[PÁGINA]
-.-.-

Juan Rulfo, em Pedro Páramo, abre uma nova perspectiva para a narrativa ficcional e memorialista da literatura ibero-americana contemporânea. Ele é a um só tempo sofisticado, rude em sentimentos, virtuoso em estimular desejos contidos e escondidos em si próprio como escritor, assim como no conjunto de seus leitores. Rulfo é novelista e romancista, mas é no exercício do conto que expressa sua vocação de cronista do cotidiano, historiador e etnógrafo da sociedade latino-americana, pois, de forma curta, contundente, rápida e surpreendente, elabora uma escrita cujas palavras adquirem o poder mágico de criar realidades subjetivas ou factuais, sempre em sintonia com o mundo inconsciente dos desejos dos seres humanos.

-.-.-

[Entradas do conjunto de dados]
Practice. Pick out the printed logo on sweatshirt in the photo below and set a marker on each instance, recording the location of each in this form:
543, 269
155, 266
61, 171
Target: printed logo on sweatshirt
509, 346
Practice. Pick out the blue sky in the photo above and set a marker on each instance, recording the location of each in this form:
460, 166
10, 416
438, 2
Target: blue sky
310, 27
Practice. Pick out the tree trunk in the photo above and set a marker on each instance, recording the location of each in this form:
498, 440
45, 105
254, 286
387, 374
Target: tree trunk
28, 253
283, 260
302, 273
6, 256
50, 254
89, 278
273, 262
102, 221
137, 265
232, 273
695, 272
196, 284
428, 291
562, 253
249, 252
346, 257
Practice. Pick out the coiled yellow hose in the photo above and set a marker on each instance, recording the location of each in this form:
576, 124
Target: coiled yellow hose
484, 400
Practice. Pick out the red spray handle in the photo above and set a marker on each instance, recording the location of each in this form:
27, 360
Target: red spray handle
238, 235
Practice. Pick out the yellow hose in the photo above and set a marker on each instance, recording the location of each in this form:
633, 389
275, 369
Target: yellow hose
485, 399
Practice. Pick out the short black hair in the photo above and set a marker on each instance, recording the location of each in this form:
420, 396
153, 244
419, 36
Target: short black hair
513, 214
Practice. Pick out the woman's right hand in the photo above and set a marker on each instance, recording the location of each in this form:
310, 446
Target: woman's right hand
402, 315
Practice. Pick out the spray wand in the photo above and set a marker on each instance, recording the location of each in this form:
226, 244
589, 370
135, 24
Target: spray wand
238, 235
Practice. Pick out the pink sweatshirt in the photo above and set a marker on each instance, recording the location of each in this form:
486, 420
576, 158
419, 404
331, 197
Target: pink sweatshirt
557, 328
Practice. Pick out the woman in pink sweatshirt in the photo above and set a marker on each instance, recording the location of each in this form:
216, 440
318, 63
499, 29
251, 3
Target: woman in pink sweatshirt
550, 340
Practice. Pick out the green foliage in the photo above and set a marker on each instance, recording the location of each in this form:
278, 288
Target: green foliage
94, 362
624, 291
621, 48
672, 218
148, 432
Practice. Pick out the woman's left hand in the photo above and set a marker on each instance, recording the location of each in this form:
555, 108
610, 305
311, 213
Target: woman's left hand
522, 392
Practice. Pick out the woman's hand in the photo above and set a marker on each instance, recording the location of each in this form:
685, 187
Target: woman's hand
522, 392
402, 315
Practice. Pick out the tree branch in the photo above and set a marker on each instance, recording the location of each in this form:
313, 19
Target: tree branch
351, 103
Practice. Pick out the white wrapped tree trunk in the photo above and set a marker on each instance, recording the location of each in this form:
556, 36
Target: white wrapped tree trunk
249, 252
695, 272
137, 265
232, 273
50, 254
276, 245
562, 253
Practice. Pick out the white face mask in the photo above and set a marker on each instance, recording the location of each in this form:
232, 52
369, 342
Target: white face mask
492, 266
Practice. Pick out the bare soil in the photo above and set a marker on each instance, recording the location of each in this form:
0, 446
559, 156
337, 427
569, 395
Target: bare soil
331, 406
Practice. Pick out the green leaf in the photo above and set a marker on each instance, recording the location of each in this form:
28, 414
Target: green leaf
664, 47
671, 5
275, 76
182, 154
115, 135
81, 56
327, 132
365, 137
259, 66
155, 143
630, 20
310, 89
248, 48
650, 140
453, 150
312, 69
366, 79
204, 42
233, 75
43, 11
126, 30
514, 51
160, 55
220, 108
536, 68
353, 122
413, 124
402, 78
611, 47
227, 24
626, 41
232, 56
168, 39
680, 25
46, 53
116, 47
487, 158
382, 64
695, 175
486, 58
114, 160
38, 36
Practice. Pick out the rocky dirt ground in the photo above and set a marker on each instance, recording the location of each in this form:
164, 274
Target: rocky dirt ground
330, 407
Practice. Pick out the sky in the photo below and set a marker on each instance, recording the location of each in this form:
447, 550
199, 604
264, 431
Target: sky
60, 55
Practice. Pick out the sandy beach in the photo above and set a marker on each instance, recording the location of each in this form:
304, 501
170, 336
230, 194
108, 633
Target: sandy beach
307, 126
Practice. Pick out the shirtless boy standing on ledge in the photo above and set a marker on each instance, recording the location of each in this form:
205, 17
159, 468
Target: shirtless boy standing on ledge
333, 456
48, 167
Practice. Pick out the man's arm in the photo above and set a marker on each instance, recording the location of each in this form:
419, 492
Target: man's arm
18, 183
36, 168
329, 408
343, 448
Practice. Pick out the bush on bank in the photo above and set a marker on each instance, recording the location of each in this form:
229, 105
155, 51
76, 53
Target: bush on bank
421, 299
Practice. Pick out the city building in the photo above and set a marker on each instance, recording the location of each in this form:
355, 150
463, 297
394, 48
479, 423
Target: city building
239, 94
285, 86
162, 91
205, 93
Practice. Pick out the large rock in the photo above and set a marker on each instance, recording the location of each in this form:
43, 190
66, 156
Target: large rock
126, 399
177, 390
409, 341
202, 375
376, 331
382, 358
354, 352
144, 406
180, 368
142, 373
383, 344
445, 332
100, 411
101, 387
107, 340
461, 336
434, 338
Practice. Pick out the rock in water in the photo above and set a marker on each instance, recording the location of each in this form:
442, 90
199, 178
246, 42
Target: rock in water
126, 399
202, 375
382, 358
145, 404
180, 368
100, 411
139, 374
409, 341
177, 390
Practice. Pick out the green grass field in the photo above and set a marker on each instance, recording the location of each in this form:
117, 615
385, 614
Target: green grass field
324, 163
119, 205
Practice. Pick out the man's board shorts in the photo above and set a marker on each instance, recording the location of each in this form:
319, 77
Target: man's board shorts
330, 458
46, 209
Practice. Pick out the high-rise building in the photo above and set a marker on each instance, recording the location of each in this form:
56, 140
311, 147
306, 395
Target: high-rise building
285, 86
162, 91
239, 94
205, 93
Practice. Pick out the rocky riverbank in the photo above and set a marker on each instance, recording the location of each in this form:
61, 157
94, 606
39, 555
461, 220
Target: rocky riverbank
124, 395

-.-.-

[REQUISITOS DO EXERCÍCIO]
- 1) Redigite o trecho do texto sobre Juan Rulfo entre "Juan Rulfo, em" e "dos seres humanos.", inclusive.
- 2) Continue o texto sobre Juan Rulfo a partir do ponto em que ele termina.
As linhas não são necessárias para este exercício.

[RESPOSTAS]
- 1)
Juan Rulfo, em Pedro Páramo, abre uma nova perspectiva para a narrativa ficcional e memorialista da literatura ibero-americana contemporânea. Ele é a um só tempo sofisticado, rude em sentimentos, virtuoso em estimular desejos contidos e escondidos em si próprio como escritor, assim como no conjunto de seus leitores. Rulfo é novelista e romancista, mas é no exercício do conto que expressa sua vocação de cronista do cotidiano, historiador e etnógrafo da sociedade latino-americana, pois, de forma curta, contundente, rápida e surpreendente, elabora uma escrita cujas palavras adquirem o poder mágico de criar realidades subjetivas ou factuais, sempre em sintonia com o mundo inconsciente dos desejos dos seres humanos.

- 2)
Nesse sentido, Juan Rulfo em Pedro Páramo alcança sua plenitude através de um romance que tem estrutura de conto e palavras dispostas taticamente de forma poética, e não em prosa. Essa característica absolutamente inovadora de Juan Rulfo restaura o universo onírico e imaginário da poesia de Homero na Grécia antiga, pois essa plenitude é conferida através de uma linguagem que tem a poesia, e, portanto, a palavra, como principal signo de construção dos universos sociais, culturais e afetivos. Rulfo faz a imaginação alçar vôo através da “palavra-fotográfica”, daí seu texto possuir poucas dezenas de páginas, páginas essas que contemplam a eternidade da humanidade, a história mexicana e latino-americana em plenitude.

 

Em Pedro Páramo, observamos que a poesia não está somente na precisão da linguagem, mas ela dá o ritmo da ação do romance, no qual Juan Rulfo delimita um território mítico, onde a realidade é um produto híbrido de fatos e imaginações, no qual o instinto observador do etnógrafo fotógrafo é conduzido a produzir uma verdade, e uma magia que se torna verdadeira, e, portanto, refratária às verificações da retórica cientificista do iluminismo europeu ocidental; é um território “mágico-realista”, interpretado de forma vivencial por todos aqueles que têm o instinto e os sentidos de uma poética que se faz verdade pela revelação da palavra, ao lançar luz às profundezas das almas humanas (FREUD, 1992).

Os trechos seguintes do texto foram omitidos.